** start of Quoted passage **
In my teenage loneliness I conjured a deep emotional connection to Jesus and to god as I imagined their love for me. And this was the attraction.  I started going to a baptist church, and felt accepted there, and began writing christian folk songs. This belief conveniently kept me from having to make the usual teenage decisions about sex and drugs, gave me a ready-made group of people who were supposed to care about me and another far more  authoritative imaginary presence to talk to. After high school, I went to Philadelphia College of Bible as a music student. (Subsequent name changes include Philadelphia Biblical University. and now Cairn University)

The first chink in the old armor came one day when I was out passing out "Jesus Saves" booklets in Rittenhouse Square. I met a Hindu man and we spent some three and a half hours trying to convert each other.. My mind churned. We couldn't both be right, one of us had to be wrong, I thought. But he was every bit as sincere and devout as I was, knew his own holy books just as well...

The summer I got a job as a camp counselor at a religious “ranch” I was brought up short again when a fellow counselor told all the children that their mommies and daddies would burn in hell unless they came to believe. The terrible anguish of these children, who assumed the words of that counselor to be literal, immediate truth - starkly framed the barbarism inherent in the concept of hell.  It was the beginning of the end of fundamental evangelical Christianity for me. I no longer could believe in this version of god. Despite this, I returned to college in the fall - I needed to figure out what to do instead, how to change direction.

After one more year (three total) at bible collage, going through the motions, trying to understand - I dropped out and became an avid non-christian, interested in whatever I could read about religion(s). For many years I told the census takers I was a pantheist, a pagan, a  heathen. For a short while I I was into a sort of new age mumbo-jumboism & reincarnation,  and then dabbled in home-styled American buddhism & insight meditation. My religious opinions were further fleshed out by six years working for churches as a mezzo-soprano, including four years working for a Roman catholic church. I was a non-christian, quasi-atheist at the time, and my immediate musical bosses knew it.
** end of Quoted passage **
__Directive a__. Start at the beginning of the entries and stop after the line that contains "point(125, 241)". Rescale by reproducing every line in that span, requests included, and multiply each answer coordinate by 0.4, rounded to whole numbers with halves rounded up, while leaving the points in the requests unchanged.
** start of Data for the task **
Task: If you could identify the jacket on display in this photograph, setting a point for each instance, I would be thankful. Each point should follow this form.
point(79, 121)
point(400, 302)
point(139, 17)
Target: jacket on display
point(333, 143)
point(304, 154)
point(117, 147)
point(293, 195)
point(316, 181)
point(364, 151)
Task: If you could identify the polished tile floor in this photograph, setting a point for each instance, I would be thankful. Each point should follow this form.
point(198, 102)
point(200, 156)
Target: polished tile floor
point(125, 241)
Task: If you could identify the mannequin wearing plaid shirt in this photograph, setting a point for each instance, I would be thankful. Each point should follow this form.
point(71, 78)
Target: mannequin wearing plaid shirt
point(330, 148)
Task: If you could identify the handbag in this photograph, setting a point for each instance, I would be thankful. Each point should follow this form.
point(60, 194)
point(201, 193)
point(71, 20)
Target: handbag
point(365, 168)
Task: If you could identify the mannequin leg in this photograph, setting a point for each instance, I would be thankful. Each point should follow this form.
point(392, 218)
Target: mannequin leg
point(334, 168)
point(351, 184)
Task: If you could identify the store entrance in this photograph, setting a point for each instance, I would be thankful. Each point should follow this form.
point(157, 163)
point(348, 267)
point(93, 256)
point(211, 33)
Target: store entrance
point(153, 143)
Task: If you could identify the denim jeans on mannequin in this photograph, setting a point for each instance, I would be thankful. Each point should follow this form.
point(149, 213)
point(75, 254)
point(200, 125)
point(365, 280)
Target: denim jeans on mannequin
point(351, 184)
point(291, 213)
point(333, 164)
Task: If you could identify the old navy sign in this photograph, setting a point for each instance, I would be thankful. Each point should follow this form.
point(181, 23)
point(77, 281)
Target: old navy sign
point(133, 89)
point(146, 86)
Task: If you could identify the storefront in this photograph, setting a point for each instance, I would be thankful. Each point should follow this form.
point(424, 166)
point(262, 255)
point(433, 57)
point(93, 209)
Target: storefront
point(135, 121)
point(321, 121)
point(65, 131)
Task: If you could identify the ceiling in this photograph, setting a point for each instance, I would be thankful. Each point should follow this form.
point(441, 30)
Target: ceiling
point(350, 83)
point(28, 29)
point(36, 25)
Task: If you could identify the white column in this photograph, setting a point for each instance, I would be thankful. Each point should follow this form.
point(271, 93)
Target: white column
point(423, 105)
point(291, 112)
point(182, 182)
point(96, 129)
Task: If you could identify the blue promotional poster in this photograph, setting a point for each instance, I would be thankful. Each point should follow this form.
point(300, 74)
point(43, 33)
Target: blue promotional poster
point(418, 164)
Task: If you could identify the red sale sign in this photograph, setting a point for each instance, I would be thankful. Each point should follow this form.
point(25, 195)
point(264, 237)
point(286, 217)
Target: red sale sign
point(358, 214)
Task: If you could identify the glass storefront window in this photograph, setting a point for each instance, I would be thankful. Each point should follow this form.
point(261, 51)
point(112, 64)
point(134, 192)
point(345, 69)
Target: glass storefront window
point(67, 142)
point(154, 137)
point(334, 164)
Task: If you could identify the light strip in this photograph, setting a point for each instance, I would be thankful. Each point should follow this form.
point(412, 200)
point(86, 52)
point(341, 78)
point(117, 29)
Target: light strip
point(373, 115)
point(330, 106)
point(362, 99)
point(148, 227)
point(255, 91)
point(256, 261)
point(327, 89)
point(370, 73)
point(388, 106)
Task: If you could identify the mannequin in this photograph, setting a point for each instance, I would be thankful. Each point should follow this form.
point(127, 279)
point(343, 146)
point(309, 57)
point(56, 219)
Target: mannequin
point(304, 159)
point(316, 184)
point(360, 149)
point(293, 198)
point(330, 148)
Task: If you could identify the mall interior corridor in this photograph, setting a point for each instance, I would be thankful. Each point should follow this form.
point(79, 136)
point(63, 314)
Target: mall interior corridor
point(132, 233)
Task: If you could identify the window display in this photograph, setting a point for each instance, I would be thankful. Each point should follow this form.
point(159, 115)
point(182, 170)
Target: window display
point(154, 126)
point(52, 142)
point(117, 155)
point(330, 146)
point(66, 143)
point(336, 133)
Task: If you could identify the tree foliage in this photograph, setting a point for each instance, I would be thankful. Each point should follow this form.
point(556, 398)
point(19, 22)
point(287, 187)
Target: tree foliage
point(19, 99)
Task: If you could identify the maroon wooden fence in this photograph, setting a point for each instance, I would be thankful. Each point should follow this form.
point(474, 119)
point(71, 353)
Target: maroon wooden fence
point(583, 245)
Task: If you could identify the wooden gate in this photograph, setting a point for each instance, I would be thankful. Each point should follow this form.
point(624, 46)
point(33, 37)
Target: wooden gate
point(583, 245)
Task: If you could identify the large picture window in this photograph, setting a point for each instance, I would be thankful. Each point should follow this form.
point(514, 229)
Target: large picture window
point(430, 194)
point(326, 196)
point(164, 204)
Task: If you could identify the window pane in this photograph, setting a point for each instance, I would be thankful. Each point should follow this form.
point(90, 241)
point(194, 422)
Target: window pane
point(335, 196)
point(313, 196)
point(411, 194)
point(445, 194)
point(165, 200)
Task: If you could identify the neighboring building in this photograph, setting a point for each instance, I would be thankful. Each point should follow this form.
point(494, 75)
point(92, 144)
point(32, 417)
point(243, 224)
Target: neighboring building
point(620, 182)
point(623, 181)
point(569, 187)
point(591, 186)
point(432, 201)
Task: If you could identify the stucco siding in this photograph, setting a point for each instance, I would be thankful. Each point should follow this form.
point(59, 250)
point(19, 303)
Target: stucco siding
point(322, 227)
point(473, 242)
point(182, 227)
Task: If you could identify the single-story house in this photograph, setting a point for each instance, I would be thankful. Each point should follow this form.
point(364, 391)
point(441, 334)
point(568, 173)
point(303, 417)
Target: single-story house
** end of Data for the task **
__Directive b__. List every name the personal essay on religion gives for the college the narrator attended after high school.

__Exercise answer a__.
Task: If you could identify the jacket on display in this photograph, setting a point for each instance, I would be thankful. Each point should follow this form.
point(79, 121)
point(400, 302)
point(139, 17)
Target: jacket on display
point(133, 57)
point(122, 62)
point(47, 59)
point(117, 78)
point(126, 72)
point(146, 60)
Task: If you could identify the polished tile floor in this photograph, setting a point for each instance, I would be thankful. Each point should follow this form.
point(198, 102)
point(200, 156)
Target: polished tile floor
point(50, 96)

__Exercise answer b__.
Philadelphia College of Bible
Philadelphia Biblical University
Cairn University